Given task A =>
Answer these questions from the post on meringue cupcakes:
(i) What number does the title give this cupcake in the Cupcake of the Month series?
(ii) Which camera took the only picture of the final product?
(iii) Who made the compote and the creme fraiche?

Page =>

--------------------

Saturday, June 2, 2012

Meringue Cupcakes with Strawberry Rhubarb Compote (Cupcake of the Month #5)

So May turned out to be a bit of a wash with cooking, baking, and posting.  But there was a May cupcake.

It's a meringue cupcake with a strawberry rhubarb compote and creme fraiche.

And I was not enthusiastic about it once the process began.  It was messy.  It was frustrating.  And this is the only picture I have of the final product (taken with my Canon PowerShot ELPH because... well, we'll get to that later).

Let me be clear in stating I have no problems with meringue.  I love meringue.  I've made several pies involving meringue.

But meringue cupcakes - that's a whole different story. And these, in particular, were a comedy of errors from beginning to end.

First of all, I do have to give a huge shout-out-thank-you to my mother for making the compote and making the creme fraiche (because none could be found at the store).  I was out of town for Memorial Day weekend and had barely enough time to make the cupcakes. We'll get to that in a minute.

The strawberry rhubarb compote was delightful, actually. It would be fantastic on ice cream, pancakes, waffles, mixed into vanilla yogurt, spooned across the top of a sponge cake.  I will likely make it myself at some point this summer - and there will be directions and pictures of that process, I promise.

--------------------

Material to process =>

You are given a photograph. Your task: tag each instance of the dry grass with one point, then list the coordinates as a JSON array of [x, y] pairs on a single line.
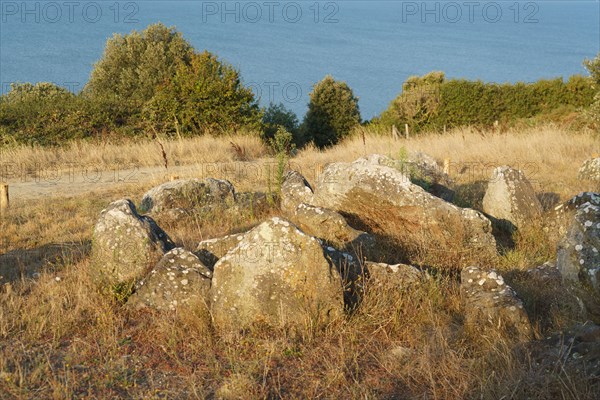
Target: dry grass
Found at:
[[60, 338]]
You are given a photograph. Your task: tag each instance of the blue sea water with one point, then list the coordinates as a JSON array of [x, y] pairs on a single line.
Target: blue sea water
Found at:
[[283, 47]]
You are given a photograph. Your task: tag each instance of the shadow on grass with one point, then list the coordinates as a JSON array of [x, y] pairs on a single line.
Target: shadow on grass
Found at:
[[21, 264]]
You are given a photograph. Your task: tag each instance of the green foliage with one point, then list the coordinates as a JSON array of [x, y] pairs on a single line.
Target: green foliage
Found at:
[[134, 65], [593, 67], [206, 96], [283, 146], [432, 102], [277, 116], [418, 103], [332, 113], [46, 114]]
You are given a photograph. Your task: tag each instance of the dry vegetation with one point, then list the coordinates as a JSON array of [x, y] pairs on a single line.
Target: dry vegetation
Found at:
[[60, 338]]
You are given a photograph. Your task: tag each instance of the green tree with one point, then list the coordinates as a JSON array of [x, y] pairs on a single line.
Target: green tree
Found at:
[[332, 112], [418, 103], [276, 116], [206, 96], [593, 67], [134, 65]]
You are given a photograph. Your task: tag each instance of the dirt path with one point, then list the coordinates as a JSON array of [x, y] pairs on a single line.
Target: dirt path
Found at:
[[69, 183]]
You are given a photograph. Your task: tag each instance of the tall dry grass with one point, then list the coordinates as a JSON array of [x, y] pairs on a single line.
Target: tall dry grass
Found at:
[[60, 338]]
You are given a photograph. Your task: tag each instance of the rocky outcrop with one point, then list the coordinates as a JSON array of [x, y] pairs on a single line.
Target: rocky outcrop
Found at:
[[178, 280], [510, 197], [590, 170], [125, 245], [275, 275], [490, 304], [385, 200], [331, 227], [578, 255], [182, 196], [209, 251], [397, 276], [294, 191], [422, 170]]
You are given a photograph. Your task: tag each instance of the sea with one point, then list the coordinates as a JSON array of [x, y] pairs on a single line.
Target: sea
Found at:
[[282, 48]]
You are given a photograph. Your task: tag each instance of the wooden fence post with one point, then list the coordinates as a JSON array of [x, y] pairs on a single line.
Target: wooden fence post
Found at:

--------------------

Given task B => In the records, rewrite as a numbered list only the lines starting with the one that contains "the sea with" and going on through the one that contains "[[282, 48]]". Leave out blank lines.

Written answer A =>
(i) #5
(ii) A Canon PowerShot ELPH
(iii) The writer's mother

Written answer B =>
1. You are given a photograph. Your task: tag each instance of the sea with one point, then list the coordinates as a JSON array of [x, y] pairs on a single line.
2. Target: sea
3. Found at:
4. [[282, 48]]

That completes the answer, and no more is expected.